Written instruction
Render every line of the rows below as a numbered list, omitting any blank lines and leaving the pictures out of your answer.

Dataset content
-- -- --

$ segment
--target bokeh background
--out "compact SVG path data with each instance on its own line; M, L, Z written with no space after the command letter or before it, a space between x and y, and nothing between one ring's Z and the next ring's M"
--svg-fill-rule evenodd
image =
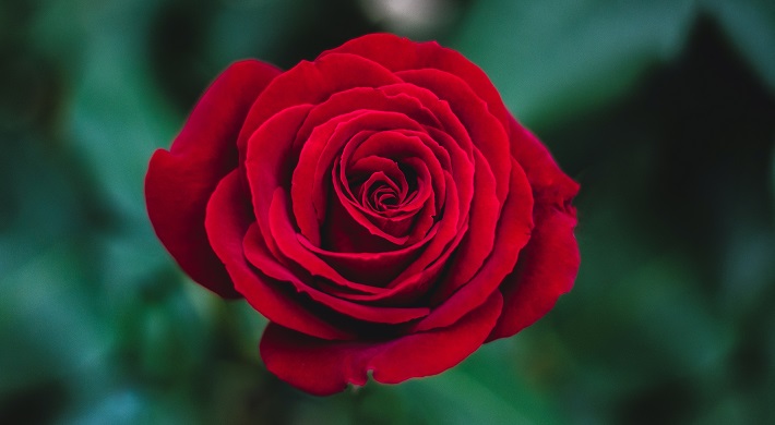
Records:
M230 62L374 31L485 69L582 184L582 267L454 369L314 398L142 181ZM774 147L770 0L0 0L0 423L775 423Z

-- -- --

Output
1. $ segment
2. --target bokeh background
3. --out "compact SVG path data with each instance on its own line; M, L, Z written with no space after the command letter or before it, a space between x and y, and nothing between one ring's Z and the next ring's M"
4. --svg-fill-rule evenodd
5. image =
6. Records:
7. M230 62L374 31L485 69L582 184L582 267L454 369L314 398L142 181ZM774 147L770 0L0 0L0 423L775 423Z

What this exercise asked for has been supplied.